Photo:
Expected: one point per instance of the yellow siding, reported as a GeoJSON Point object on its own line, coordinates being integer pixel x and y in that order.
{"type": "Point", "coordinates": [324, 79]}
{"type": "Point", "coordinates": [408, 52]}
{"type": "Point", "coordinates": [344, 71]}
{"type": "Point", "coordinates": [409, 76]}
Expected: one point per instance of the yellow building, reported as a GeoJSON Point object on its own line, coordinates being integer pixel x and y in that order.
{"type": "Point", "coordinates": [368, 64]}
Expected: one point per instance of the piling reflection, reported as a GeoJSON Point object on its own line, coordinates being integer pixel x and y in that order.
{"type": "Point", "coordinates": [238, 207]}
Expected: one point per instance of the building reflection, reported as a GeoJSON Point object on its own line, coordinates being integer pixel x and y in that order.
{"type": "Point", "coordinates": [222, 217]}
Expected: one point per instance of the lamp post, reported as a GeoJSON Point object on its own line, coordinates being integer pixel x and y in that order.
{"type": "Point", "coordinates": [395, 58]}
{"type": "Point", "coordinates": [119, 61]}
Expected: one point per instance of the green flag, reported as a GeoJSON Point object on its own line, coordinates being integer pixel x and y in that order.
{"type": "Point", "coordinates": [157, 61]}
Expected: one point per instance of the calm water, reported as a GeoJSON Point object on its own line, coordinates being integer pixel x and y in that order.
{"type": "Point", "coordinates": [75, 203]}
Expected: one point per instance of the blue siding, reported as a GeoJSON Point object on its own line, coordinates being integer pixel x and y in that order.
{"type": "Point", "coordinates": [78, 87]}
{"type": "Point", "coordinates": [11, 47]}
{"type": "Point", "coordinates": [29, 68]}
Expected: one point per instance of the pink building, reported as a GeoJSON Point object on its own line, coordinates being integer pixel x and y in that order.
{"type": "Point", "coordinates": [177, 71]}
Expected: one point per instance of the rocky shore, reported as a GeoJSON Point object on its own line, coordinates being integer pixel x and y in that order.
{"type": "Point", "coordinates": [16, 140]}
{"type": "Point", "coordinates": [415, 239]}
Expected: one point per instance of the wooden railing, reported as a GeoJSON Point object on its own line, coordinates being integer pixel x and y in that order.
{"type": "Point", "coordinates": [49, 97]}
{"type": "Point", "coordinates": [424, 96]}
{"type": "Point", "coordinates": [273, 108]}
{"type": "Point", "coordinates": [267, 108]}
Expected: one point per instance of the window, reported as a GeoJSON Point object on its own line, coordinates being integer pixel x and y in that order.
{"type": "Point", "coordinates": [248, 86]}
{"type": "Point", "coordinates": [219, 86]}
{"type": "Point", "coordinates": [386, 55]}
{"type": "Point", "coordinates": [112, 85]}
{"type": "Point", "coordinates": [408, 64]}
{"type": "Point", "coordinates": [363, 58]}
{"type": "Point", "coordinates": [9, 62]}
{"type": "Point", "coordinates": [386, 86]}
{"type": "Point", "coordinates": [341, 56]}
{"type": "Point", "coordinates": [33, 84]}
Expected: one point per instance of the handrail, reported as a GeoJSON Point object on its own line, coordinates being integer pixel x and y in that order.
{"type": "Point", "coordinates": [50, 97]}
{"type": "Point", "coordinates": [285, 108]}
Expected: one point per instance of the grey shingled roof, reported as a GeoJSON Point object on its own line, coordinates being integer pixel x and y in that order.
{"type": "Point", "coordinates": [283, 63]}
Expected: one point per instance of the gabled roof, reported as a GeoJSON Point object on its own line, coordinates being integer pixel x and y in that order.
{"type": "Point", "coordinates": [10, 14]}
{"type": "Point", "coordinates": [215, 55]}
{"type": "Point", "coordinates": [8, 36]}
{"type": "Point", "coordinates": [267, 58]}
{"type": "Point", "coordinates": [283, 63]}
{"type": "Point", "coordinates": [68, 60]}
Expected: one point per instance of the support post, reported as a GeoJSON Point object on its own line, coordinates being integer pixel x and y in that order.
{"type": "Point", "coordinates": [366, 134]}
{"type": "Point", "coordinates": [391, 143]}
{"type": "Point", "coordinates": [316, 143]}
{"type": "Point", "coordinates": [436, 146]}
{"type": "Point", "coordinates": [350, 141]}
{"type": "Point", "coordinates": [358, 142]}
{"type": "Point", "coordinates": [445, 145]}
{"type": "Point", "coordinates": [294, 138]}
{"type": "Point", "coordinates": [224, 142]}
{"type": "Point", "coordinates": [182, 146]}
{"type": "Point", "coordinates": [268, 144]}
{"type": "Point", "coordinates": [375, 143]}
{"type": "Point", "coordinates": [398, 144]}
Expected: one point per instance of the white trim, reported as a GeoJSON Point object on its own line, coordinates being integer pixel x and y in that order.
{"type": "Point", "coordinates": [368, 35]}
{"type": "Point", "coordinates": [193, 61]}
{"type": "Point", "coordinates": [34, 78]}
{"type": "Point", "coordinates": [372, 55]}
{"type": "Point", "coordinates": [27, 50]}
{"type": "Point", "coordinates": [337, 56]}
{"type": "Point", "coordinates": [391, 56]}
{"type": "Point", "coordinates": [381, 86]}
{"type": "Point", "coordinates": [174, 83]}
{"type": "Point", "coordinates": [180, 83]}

*WORK TO BE COMPLETED*. Output the listing exactly. Leave no line out.

*EXPECTED ANSWER*.
Photo:
Expected: one point per instance of the yellow siding, reported as a GeoJSON Point object on its own line, coordinates being integer pixel x and y in that order.
{"type": "Point", "coordinates": [324, 79]}
{"type": "Point", "coordinates": [408, 52]}
{"type": "Point", "coordinates": [344, 71]}
{"type": "Point", "coordinates": [409, 76]}
Expected: one point per instance of the yellow building, reported as a GeoJSON Point object on its own line, coordinates being integer pixel x and y in that order.
{"type": "Point", "coordinates": [368, 64]}
Expected: one point per instance of the piling reflection, reported as a GeoJSON Point object on its own line, coordinates being integer pixel x and y in that order.
{"type": "Point", "coordinates": [238, 207]}
Expected: one point per instance of the building reflection, reported as a GeoJSON Point object on its own line, coordinates being integer pixel x and y in that order.
{"type": "Point", "coordinates": [222, 217]}
Expected: one point per instance of the lamp post, reported as a GeoJSON Point object on its own line, coordinates being integer pixel x and y in that order.
{"type": "Point", "coordinates": [395, 58]}
{"type": "Point", "coordinates": [119, 61]}
Expected: one point per instance of the green flag, reported as a GeoJSON Point object on its own line, coordinates being integer pixel x and y in that order.
{"type": "Point", "coordinates": [157, 61]}
Expected: one point per instance of the calm water, reported as a GeoJSON Point object on its own line, coordinates being integer pixel x and y in that order.
{"type": "Point", "coordinates": [75, 203]}
Expected: one point per instance of the blue siding, reported as a GeoJSON Point object on its own line, coordinates being integer pixel x and y in that order.
{"type": "Point", "coordinates": [78, 87]}
{"type": "Point", "coordinates": [11, 47]}
{"type": "Point", "coordinates": [29, 68]}
Expected: one point per instance of the pink building, reported as a GeoJSON Point object on its own line, coordinates being integer pixel x and y in that order.
{"type": "Point", "coordinates": [177, 71]}
Expected: one point per instance of the rocky shore, reported as a GeoJSON Point object on its own line, coordinates being integer pixel x and y in that order.
{"type": "Point", "coordinates": [16, 140]}
{"type": "Point", "coordinates": [415, 239]}
Expected: one point per instance of the wooden railing, reported as a GeoJSON Point object on its own line, coordinates being integer pixel x and y in that order.
{"type": "Point", "coordinates": [49, 97]}
{"type": "Point", "coordinates": [424, 96]}
{"type": "Point", "coordinates": [273, 108]}
{"type": "Point", "coordinates": [267, 108]}
Expected: one point per instance of the window, reported as a GeoJSON Point object on its own line, coordinates being integer pixel x and y in that order.
{"type": "Point", "coordinates": [248, 86]}
{"type": "Point", "coordinates": [219, 86]}
{"type": "Point", "coordinates": [386, 55]}
{"type": "Point", "coordinates": [112, 85]}
{"type": "Point", "coordinates": [408, 64]}
{"type": "Point", "coordinates": [363, 58]}
{"type": "Point", "coordinates": [9, 62]}
{"type": "Point", "coordinates": [386, 86]}
{"type": "Point", "coordinates": [341, 56]}
{"type": "Point", "coordinates": [33, 84]}
Expected: one point per instance of the handrail, reported as a GeoJSON Point object on its own line, coordinates being integer pixel x and y in that order.
{"type": "Point", "coordinates": [50, 97]}
{"type": "Point", "coordinates": [285, 108]}
Expected: one point per instance of the grey shingled roof, reported as a GeoJSON Point object on its own line, coordinates being integer pixel x and y in that order.
{"type": "Point", "coordinates": [283, 63]}
Expected: one point per instance of the gabled roof, reported as a GeoJSON Point object on its own line, coordinates being integer pixel x and y in that order.
{"type": "Point", "coordinates": [10, 14]}
{"type": "Point", "coordinates": [215, 55]}
{"type": "Point", "coordinates": [8, 36]}
{"type": "Point", "coordinates": [267, 58]}
{"type": "Point", "coordinates": [283, 63]}
{"type": "Point", "coordinates": [68, 60]}
Expected: one point per instance of the support post, reported as a GeoJSON Point object on its own line, coordinates being integer pixel x and y in that order.
{"type": "Point", "coordinates": [366, 134]}
{"type": "Point", "coordinates": [391, 143]}
{"type": "Point", "coordinates": [316, 143]}
{"type": "Point", "coordinates": [436, 146]}
{"type": "Point", "coordinates": [350, 141]}
{"type": "Point", "coordinates": [358, 142]}
{"type": "Point", "coordinates": [445, 145]}
{"type": "Point", "coordinates": [294, 138]}
{"type": "Point", "coordinates": [224, 142]}
{"type": "Point", "coordinates": [182, 146]}
{"type": "Point", "coordinates": [268, 144]}
{"type": "Point", "coordinates": [375, 143]}
{"type": "Point", "coordinates": [398, 144]}
Expected: one point per instance of the white trim, reported as a GeoJSON Point object on its own line, coordinates being integer pixel x and y in that order.
{"type": "Point", "coordinates": [368, 35]}
{"type": "Point", "coordinates": [193, 61]}
{"type": "Point", "coordinates": [34, 78]}
{"type": "Point", "coordinates": [372, 55]}
{"type": "Point", "coordinates": [27, 50]}
{"type": "Point", "coordinates": [337, 56]}
{"type": "Point", "coordinates": [391, 56]}
{"type": "Point", "coordinates": [381, 86]}
{"type": "Point", "coordinates": [174, 83]}
{"type": "Point", "coordinates": [180, 83]}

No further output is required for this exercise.